DESAFIO 1: Identifique todas as linhas dos registros abaixo que contêm a palavra "green" e copie cada uma delas.

TRECHO FORNECIDO:
Rehab na vinícola

Por Carlos Marcondes

ELES TRABALHAM CERCADOS de uma natureza exuberante. Quem já teve a oportunidade de conhecer regiões vinícolas sabe do que estou falando. Da Borgonha (França) a Mendonza, passando pelo Douro (Espanha) e Toscana (Itália) até chegar às nossas serras Gaúchas, são centenas de paisagens de tirar o fôlego. Trabalhar num lugar desses é, sem dúvida, uma profissão admirável. Agora imagine fazer tudo isso de forma natural, sem mexer com agrotóxicos e conservantes, banindo todo tipo de produtos químicos. Ter a certeza de que o líquido colocado nas garrafas é uma verdade incontestável, um retrato fiel do chamado “terroir” (terreno) que originou aquele vinho é uma dádiva.

Essa total integração com a natureza, auxiliada pela demanda mundial por produtos ecologicamente corretos, tem inspirado produtores a aderirem aos conceitos de agricultura orgânica ou biodinâmica. Na França, berço das principais uvas vitivinícolas do mundo, essa filosofia já se espalhou há décadas, principalmente nas famosas regiões da Alsácia e Borgonha. Na Nova Zelândia, país isolado, naturalmente protegido de pragas, em poucos anos a tendência deverá cobrir todo o país. Em nossos vizinhos Chile e Argentina, diversas vinícolas ícones também desintoxicaram seus vinhedos.

Por aqui, apenas quatro pequenos produtores decidiram arriscar-se nesse mercado. Juan Carrau, no Rio Grande do Sul, e a vinícola Bianchetti, no Vale do São Francisco, já oferecem rótulos certificados. Em Santa Catarina, as vinícolas Erpo e Valiati estão em fase final de certificação junto ao IBD (Associação de Certificação Instituto Biodinâmico).

DADOS EXTRAÍDOS:
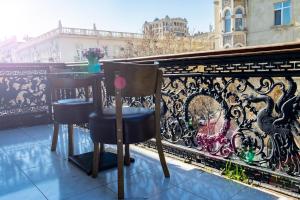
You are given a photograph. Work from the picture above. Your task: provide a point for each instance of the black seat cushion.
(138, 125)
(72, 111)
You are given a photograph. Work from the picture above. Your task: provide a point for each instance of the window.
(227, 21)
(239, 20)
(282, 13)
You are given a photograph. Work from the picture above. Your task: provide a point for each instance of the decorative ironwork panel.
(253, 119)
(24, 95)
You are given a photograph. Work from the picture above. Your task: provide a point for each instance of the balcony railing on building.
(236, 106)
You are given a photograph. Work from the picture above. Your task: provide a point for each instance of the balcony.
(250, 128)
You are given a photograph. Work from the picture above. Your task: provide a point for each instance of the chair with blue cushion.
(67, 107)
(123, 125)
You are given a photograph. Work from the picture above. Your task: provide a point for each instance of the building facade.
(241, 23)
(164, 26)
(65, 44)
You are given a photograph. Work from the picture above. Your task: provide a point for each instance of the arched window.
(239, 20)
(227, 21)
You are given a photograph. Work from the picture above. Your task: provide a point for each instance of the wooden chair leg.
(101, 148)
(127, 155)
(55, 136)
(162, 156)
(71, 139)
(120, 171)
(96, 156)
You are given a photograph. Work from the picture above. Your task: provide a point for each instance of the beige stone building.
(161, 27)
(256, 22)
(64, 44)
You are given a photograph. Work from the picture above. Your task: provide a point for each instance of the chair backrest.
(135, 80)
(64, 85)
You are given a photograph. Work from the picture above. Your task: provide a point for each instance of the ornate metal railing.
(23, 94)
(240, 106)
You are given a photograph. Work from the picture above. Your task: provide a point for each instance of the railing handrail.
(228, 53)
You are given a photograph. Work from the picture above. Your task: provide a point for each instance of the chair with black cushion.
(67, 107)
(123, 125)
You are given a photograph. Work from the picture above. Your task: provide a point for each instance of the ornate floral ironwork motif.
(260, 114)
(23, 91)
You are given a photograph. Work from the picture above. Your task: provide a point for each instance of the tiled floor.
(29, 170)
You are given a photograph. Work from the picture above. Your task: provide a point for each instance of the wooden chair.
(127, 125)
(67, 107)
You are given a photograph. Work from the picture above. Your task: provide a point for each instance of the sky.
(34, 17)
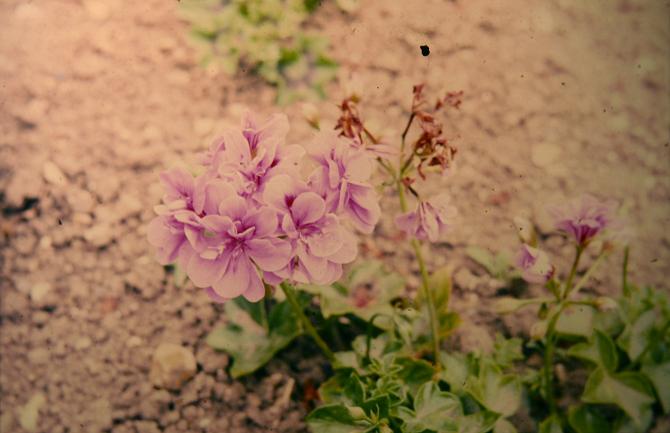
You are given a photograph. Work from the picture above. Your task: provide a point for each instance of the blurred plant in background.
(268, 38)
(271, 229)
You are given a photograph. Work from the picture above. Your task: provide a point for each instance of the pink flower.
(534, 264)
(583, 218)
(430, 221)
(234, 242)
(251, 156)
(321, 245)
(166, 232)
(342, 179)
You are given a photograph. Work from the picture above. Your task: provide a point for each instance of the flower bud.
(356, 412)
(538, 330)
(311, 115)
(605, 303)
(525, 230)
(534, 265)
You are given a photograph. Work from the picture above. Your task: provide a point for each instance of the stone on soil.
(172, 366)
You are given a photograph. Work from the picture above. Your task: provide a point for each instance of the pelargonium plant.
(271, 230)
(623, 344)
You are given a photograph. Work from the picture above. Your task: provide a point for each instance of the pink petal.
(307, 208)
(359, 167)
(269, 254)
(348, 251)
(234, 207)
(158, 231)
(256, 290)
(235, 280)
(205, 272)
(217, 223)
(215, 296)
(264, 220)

* * *

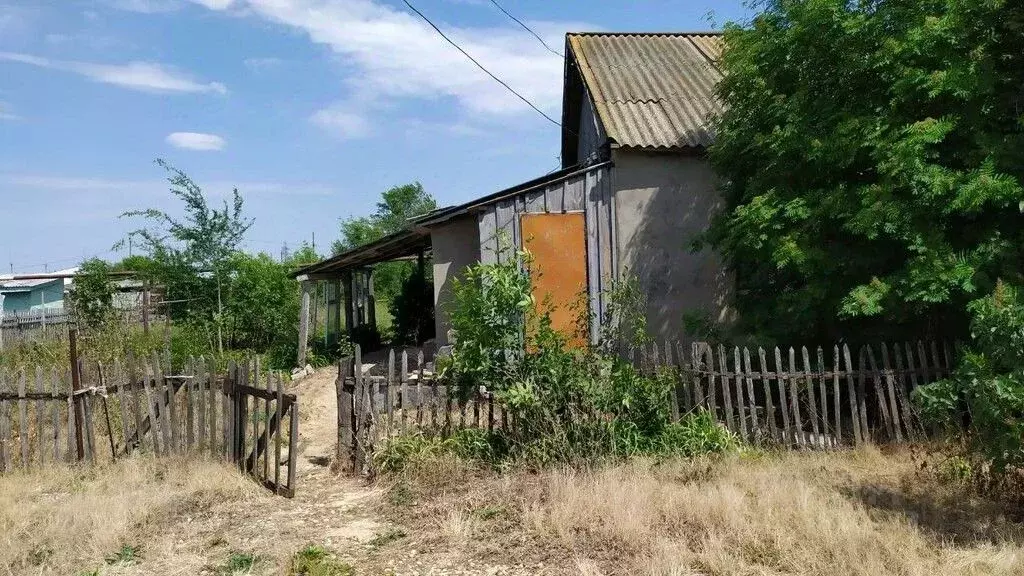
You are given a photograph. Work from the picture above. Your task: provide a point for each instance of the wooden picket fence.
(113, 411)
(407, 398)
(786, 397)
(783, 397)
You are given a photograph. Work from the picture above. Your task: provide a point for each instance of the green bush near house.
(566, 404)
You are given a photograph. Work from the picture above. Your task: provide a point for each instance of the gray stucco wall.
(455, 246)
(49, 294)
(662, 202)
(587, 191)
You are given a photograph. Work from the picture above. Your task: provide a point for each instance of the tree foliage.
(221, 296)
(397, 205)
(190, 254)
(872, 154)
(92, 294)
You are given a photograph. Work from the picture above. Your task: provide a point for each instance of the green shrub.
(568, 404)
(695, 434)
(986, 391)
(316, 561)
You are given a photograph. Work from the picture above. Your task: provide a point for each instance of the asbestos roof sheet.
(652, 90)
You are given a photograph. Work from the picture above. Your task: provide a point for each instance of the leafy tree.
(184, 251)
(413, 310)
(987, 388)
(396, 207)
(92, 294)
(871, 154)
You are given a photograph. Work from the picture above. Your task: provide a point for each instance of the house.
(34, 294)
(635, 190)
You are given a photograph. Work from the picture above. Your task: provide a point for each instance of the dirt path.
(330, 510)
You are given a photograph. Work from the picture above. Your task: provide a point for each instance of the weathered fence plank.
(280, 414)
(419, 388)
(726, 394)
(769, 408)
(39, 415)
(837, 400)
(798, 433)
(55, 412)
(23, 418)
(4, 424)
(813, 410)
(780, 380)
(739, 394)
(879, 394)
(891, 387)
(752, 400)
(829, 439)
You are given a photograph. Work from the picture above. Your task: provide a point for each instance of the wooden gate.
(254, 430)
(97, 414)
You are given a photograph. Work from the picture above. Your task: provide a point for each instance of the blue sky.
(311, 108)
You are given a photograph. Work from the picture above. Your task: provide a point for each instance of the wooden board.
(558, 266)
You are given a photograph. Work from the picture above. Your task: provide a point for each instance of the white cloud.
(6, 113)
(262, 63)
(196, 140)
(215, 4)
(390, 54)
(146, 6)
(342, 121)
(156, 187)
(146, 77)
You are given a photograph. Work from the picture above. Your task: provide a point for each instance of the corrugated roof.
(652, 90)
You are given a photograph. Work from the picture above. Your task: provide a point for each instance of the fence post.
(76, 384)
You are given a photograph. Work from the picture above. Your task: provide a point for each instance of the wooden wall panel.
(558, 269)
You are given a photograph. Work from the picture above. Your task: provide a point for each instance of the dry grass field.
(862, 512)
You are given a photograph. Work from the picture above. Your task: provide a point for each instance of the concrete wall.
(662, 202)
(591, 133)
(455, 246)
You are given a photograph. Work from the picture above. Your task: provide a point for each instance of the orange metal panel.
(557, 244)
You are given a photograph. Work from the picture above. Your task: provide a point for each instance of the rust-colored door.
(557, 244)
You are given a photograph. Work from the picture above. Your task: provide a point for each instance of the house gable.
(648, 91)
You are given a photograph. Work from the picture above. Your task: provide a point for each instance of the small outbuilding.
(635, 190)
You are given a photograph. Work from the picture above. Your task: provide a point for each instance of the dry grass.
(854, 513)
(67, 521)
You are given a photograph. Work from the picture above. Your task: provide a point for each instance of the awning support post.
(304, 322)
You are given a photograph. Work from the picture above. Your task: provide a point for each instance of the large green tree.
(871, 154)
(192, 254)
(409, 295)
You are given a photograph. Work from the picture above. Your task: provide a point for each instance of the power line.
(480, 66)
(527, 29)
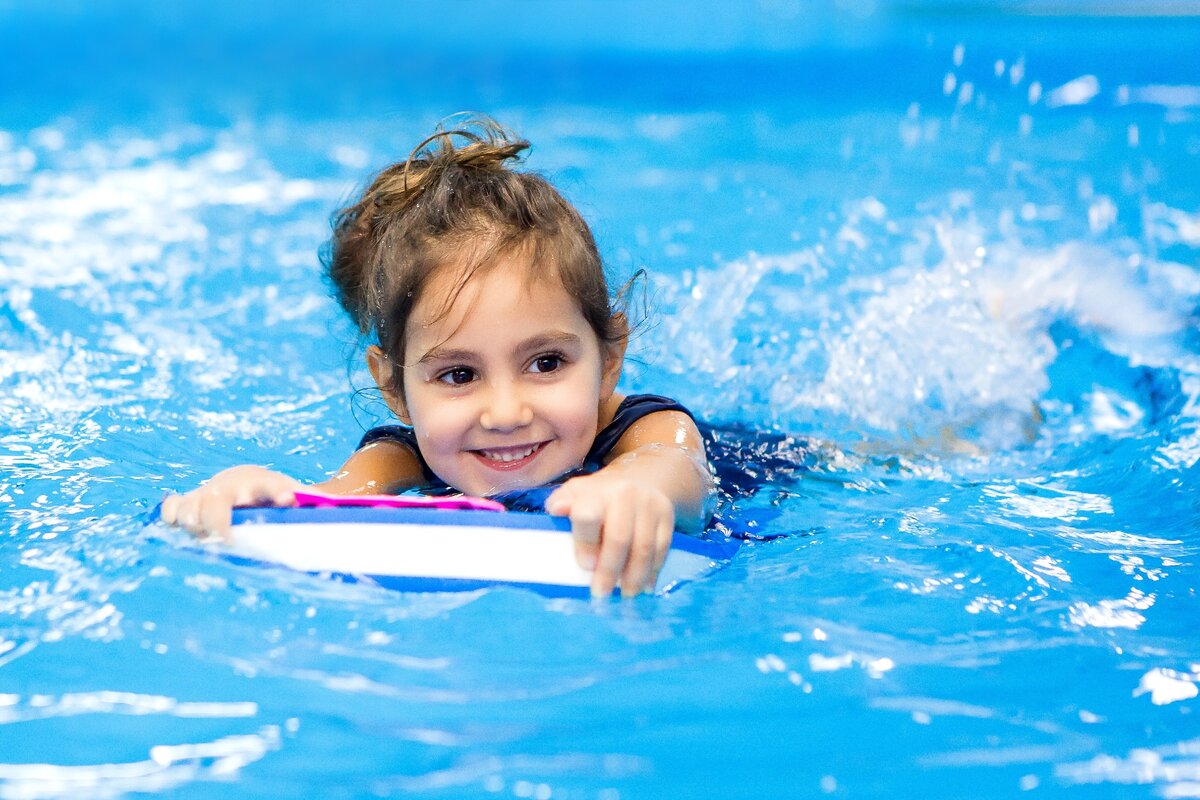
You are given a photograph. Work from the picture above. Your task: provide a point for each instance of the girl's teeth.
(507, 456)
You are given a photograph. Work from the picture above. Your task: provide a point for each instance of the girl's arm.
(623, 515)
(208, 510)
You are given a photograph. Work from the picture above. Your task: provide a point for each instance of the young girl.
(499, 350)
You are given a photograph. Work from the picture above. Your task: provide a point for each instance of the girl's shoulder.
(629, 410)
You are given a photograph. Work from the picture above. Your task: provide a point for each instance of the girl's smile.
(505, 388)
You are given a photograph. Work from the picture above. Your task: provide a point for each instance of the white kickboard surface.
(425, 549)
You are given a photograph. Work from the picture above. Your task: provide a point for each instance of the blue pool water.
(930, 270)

DESAFIO 2: Escreva a continuação do texto sobre vinhos orgânicos e biodinâmicos, começando logo após a última frase.

RESULTADO FINAL 1:
You are given a photograph. Work from the picture above. Your task: provide a point for each instance of the green bush near house.
You are given a photograph. Work from the picture above. Your task: provide a point for each instance of the green shrub.
You are given a photograph. Work from the picture above. Your task: provide a point for each instance of the large green tree.

RESULTADO FINAL 2:
A baixa adesão tem explicação. As difíceis condições climáticas para o plantio de uvas no Brasil causam receio nos produtores em não poder usar químicos para proteger suas safras de problemas sérios. Além disso, é necessário investir por quase três anos para transformar seus vinhedos em orgânicos. Para o gerente de operações do IBD, Gwendal Bellocq, outro problema enfrentado é a questão da demanda interna. “O brasileiro ainda não se interessa tanto por produtos orgânicos como os europeus e norte-americanos. Falta informação para a população e os preços ainda são elevados”, explica.

HÁ MUITA CONFUSÃO SOBRE AS DIFERENÇAS entre os orgânicos, os biodinâmicos e os naturais, e quais as vantagens em tomar um vinho elaborado segundo essas filosofias.

Os orgânicos, mais comuns, são bebidas feitas de uvas cultivadas totalmente de forma natural, sem agrotóxicos ou pesticidas químicos aplicados nos vinhedos. Eles usam proteções naturais, como o extrato de pó de timbó para o controle de pragas. É a fruta pura. Porém, neste sistema é permitido o uso dos chamados “aditivos não orgânicos”, que são compostos usados para corrigir pequenas distorções na hora de elaborar o vinho. A adição é controlada, pois a legislação permite apenas 5% no total de componentes que forem adicionados à bebida.

Já os biodinâmicos também seguem a cultura de uvas orgânicas, mas vão além – muitos chegam até a empregar certo misticismo no cultivo. Os produtores se utilizam de técnicas ancestrais, agindo de acordo com o calendário lunar. No lugar de máquinas, burros aram o solo. Como adubo, são colocados chifres de boi e estrume de cavalo. Os pássaros são sempre bem vindos, mesmo que biquem muitas uvas. Na vinificação, o uso de aditivos não orgânicos é ainda mais restrito e controlado.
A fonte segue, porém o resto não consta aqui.